:: Extract provided ::
__________________________________________________
Fortunately, there’s more to Jasmine than her looks. Much, much more. I don’t know if she’s the most strong willed princess ever, but she’s definitely up there. I’ve said for both The Little Mermaid and Beauty and the Beast that the Disney Renaissance was a clear marker of the time feminism inserted itself Disney and made itself comfortable. Jasmine in particular is a princess by inner feminist can get behind. She goes toe to toe with Jafar at multiple points, she doesn’t let her father’s adherence to tradition dictate her life, and she is not impressed with Aladdin’s Prince Ali persona. Though she does have one notable damsel moment (the really scary hourglass), most of the time I find Jasmine fascinating and awesome. In today’s global political climate, I find it incredibly poignant that a young woman of Middle Eastern descent would refuse to conform to the will of the men around her. Resist Jasmine does; one of her best scenes is when she walks in on the Sultan, Aladdin, and Jafar talking about her marriage prospects and calling all of them on trying to dictate her future, outright that she is “not a prize to be won!”
At the same time, there is a gentle side to Jasmine as well, especially indicative with her interactions with Rajah, the caged birds, and giving that apple to the little boy in the market place. One of my favorite moments involving Jasmine comes at the very end after Aladdin has apologized for lying to her. Instead of getting mad or laughing cruelly as Aladdin feared that she might, she simply takes his hand and says, “I know why you did.” Why do I love this moment? Because of how much depth it gives to Jasmine. She’s aware of intimidating her title as a princess can be, and she really hates that it could cost her a chance at truly being happy. Jasmine is different from every other princess before her because she absolutely hates being a princess and just wants to be free to live her life.
She also has a sense of humor. One of my favorite moments in the film is when Aladdin is saving her from Hamurabi’s code and is guiding her away under the guise of going to see the doctor. Jasmine has this great vacant look on her face as she greets a camel with a “hello, doctor, how are you?” I love how you can hear a bit of restrained laughter in Aladdin’s voice when he says, “no, no, no, not that one.” As Aladdin himself says, “She’s smart and fun and beautiful!”
__________________________________________________
Stored data

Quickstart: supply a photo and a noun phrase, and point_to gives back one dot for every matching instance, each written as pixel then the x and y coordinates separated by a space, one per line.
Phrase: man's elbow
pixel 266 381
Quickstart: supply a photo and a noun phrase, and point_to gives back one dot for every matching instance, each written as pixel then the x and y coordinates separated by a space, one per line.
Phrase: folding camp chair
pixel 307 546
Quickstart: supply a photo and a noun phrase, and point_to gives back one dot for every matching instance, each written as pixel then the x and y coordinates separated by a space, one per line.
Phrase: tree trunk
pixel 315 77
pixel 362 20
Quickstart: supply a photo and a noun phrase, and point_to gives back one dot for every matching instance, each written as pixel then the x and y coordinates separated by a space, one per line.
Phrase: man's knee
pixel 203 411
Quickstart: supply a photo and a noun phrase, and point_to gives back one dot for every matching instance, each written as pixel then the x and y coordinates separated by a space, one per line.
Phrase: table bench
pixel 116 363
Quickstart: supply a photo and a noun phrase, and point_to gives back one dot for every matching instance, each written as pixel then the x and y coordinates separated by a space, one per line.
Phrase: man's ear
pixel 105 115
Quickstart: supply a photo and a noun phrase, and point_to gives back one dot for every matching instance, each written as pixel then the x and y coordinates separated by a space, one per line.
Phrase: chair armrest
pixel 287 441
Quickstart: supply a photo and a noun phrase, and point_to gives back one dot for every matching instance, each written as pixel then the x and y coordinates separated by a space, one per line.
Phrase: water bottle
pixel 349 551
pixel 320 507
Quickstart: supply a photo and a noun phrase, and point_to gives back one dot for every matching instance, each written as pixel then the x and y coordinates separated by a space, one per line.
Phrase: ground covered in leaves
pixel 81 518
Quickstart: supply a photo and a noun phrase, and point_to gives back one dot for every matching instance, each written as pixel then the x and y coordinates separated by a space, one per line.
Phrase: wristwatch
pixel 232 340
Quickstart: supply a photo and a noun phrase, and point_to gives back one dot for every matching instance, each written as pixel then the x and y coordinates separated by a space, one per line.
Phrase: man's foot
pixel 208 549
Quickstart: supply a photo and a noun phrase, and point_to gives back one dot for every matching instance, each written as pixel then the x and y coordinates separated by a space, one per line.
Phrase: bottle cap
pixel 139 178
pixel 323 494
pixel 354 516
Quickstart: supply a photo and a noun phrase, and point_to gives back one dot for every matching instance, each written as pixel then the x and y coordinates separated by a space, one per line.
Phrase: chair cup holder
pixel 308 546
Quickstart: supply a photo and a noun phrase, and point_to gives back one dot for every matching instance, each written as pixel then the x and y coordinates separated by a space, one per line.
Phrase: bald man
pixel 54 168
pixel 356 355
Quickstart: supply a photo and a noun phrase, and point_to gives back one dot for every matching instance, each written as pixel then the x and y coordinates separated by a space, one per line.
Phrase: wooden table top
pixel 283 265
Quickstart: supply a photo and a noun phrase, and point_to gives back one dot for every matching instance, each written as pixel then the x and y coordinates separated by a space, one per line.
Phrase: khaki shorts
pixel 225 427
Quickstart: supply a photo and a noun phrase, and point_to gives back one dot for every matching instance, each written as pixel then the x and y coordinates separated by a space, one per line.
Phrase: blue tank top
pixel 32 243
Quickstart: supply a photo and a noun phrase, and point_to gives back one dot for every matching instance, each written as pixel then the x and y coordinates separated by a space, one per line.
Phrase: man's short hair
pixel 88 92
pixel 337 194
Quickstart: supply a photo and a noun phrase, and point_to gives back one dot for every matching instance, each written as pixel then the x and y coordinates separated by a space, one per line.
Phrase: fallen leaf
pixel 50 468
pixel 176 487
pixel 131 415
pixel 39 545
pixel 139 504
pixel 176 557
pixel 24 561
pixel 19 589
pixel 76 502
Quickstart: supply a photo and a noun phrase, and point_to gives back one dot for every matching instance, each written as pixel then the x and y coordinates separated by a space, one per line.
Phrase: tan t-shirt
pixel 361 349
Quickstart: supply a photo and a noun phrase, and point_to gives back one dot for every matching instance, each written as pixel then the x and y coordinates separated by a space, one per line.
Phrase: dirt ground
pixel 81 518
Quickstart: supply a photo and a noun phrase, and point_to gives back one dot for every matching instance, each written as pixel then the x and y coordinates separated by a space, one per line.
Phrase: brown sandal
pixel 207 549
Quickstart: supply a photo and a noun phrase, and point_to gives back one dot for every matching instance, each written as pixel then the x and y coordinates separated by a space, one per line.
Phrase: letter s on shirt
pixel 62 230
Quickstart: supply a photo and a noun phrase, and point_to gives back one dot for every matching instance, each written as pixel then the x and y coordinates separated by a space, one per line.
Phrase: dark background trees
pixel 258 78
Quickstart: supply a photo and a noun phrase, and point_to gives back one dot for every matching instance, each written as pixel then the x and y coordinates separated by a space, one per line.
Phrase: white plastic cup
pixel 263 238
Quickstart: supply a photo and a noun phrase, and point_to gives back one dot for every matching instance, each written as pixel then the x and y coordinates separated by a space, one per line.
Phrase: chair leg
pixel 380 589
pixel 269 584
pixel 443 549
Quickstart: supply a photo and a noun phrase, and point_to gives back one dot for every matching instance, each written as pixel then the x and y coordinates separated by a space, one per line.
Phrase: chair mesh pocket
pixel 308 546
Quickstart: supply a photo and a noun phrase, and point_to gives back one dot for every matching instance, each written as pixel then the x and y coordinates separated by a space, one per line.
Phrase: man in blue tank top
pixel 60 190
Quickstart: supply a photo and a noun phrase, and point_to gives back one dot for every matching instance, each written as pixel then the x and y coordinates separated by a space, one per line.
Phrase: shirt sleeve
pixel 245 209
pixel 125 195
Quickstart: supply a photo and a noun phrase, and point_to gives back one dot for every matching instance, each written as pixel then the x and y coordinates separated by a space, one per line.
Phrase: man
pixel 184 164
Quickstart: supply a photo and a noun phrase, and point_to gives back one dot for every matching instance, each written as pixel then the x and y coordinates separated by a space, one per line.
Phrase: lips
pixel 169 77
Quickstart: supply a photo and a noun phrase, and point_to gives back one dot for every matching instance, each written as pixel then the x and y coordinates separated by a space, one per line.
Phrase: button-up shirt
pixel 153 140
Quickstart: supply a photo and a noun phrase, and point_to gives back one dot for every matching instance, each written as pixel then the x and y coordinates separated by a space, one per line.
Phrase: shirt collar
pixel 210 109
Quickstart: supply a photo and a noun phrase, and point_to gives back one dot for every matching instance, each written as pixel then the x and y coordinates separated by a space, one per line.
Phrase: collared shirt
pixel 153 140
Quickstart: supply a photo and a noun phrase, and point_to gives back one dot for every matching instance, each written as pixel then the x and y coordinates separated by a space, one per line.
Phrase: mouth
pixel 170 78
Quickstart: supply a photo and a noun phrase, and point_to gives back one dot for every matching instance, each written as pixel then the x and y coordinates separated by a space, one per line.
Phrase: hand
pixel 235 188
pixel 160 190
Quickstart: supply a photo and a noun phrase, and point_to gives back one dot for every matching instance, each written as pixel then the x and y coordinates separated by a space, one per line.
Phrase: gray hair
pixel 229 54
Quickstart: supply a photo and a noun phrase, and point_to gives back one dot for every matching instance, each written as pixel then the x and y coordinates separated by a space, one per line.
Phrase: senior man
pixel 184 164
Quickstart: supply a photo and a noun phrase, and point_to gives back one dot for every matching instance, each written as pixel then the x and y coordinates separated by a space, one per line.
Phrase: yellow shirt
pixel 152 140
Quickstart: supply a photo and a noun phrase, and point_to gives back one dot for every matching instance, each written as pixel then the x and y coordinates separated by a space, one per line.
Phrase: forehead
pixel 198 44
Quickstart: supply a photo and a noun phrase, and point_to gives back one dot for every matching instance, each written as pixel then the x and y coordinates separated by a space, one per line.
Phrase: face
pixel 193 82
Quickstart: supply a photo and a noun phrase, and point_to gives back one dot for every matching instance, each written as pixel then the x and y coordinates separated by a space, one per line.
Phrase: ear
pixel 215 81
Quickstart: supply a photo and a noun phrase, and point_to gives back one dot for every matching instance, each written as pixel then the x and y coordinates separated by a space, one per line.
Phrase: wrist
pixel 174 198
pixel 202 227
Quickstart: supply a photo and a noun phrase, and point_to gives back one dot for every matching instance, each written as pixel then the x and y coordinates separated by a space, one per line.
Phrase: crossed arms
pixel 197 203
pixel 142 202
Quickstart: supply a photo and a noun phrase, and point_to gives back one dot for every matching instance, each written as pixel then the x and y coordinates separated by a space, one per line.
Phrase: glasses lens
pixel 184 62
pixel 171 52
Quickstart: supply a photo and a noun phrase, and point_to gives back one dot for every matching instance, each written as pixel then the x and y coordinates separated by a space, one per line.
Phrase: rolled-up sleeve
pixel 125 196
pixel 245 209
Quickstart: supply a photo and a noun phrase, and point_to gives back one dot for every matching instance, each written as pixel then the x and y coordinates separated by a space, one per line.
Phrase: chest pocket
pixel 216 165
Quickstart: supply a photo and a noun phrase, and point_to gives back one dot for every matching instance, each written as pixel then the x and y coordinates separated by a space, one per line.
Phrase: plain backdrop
__________________________________________________
:: Short exercise A ::
Return the piece on Princess Jasmine word for word, everything from "At the same" down to "live her life.".
:: Short exercise B ::
Resume the piece on Princess Jasmine, picking up after its last sentence.

:: Task response A ::
At the same time, there is a gentle side to Jasmine as well, especially indicative with her interactions with Rajah, the caged birds, and giving that apple to the little boy in the market place. One of my favorite moments involving Jasmine comes at the very end after Aladdin has apologized for lying to her. Instead of getting mad or laughing cruelly as Aladdin feared that she might, she simply takes his hand and says, “I know why you did.” Why do I love this moment? Because of how much depth it gives to Jasmine. She’s aware of intimidating her title as a princess can be, and she really hates that it could cost her a chance at truly being happy. Jasmine is different from every other princess before her because she absolutely hates being a princess and just wants to be free to live her life.

:: Task response B ::
Jasmine also marks the first time a princess using her feminine wiles against a Disney villain. This is a big, big, big first for Disney, considering that the company started with an innocent little princess running away from a Huntsman. Jasmine confronts the villain instead of running away and even goes so far to (unwillingly) kiss Jafar. Obviously, she is very much aware of her appearance and blatantly uses her sexuality to achieve a goal. If that’s not a sign of how much Disney has changed since the days of Snow White then I don’t know what is.
|I'm with Al on this one. Ick.|
Even her voice has a sexy quality. At once it’s demure and breathy, and then another moment it’s strong and powerful. It’s a great voice that belongs to actress Linda Larkin. I’m going to be totally honest here. If I ever saw Linda Larkin in person, unless I heard her speak, I would never have guessed in a million years that she was the voice of Jasmine. For most of the Disney Princesses, it’s pretty clear that the animators drew some inspiration from the voice actors providing those lovely vocal chords. Jasmine has olive skin, brown eyes, and black hair; Larkin has fair skin, green eyes, and blonde hair. Mark Henn, Jasmine’s supervising animator, actually turned to another source for inspiration for her physical appearance: actress Jennifer Connelly and a photograph of his sister when she was in her teens.
Of course, Larkin wasn’t Jasmine’s singing voice. That duty went to esteemed Broadway actress Lea Salonga. Together with Brad Kane, they sang what is arguably the finest love song in the Disney canon. It was a collaboration between Alan Menken and Tim Rice. It won an Academy Award for best song. The members of UltimateDisney.com voted it the number one Disney song of all time. Of course, it is “A Whole New World.”
Why is it such an amazing song? At first glance, it is a song about how amazing it is to go around the world on a magic carpet. On another level, it is a song that beautifully describes how it feels to fall in love. One of my all time favorite DVD bonus features is from the Platinum Edition release of Aladdin when they showed the footage of Brad Kane and Lea Salonga singing “A Whole New World” for the first, though I have to say that it would be pretty awkward to sing such a romantic song with someone you only met about twenty minutes ago.
One of the defining features of the Disney Renaissance is the films’ inclusion of a show stopping romantic scene, created by a wonderful song with some truly memorable and great animation: for The Little Mermaid, it’s “Kiss the Girl,” for Beauty and the Beast, it’s “Beauty and the Beast,” for The Lion King, it’s “Can You Feel the Love Tonight,” and for Aladdin it’s “A Whole New World.” The montage of images that accompany the song ranks up there with the most romantic Disney moments of all time. I especially love the ending shot of Aladdin and Jasmine holding hands as Carpet paddles down the river.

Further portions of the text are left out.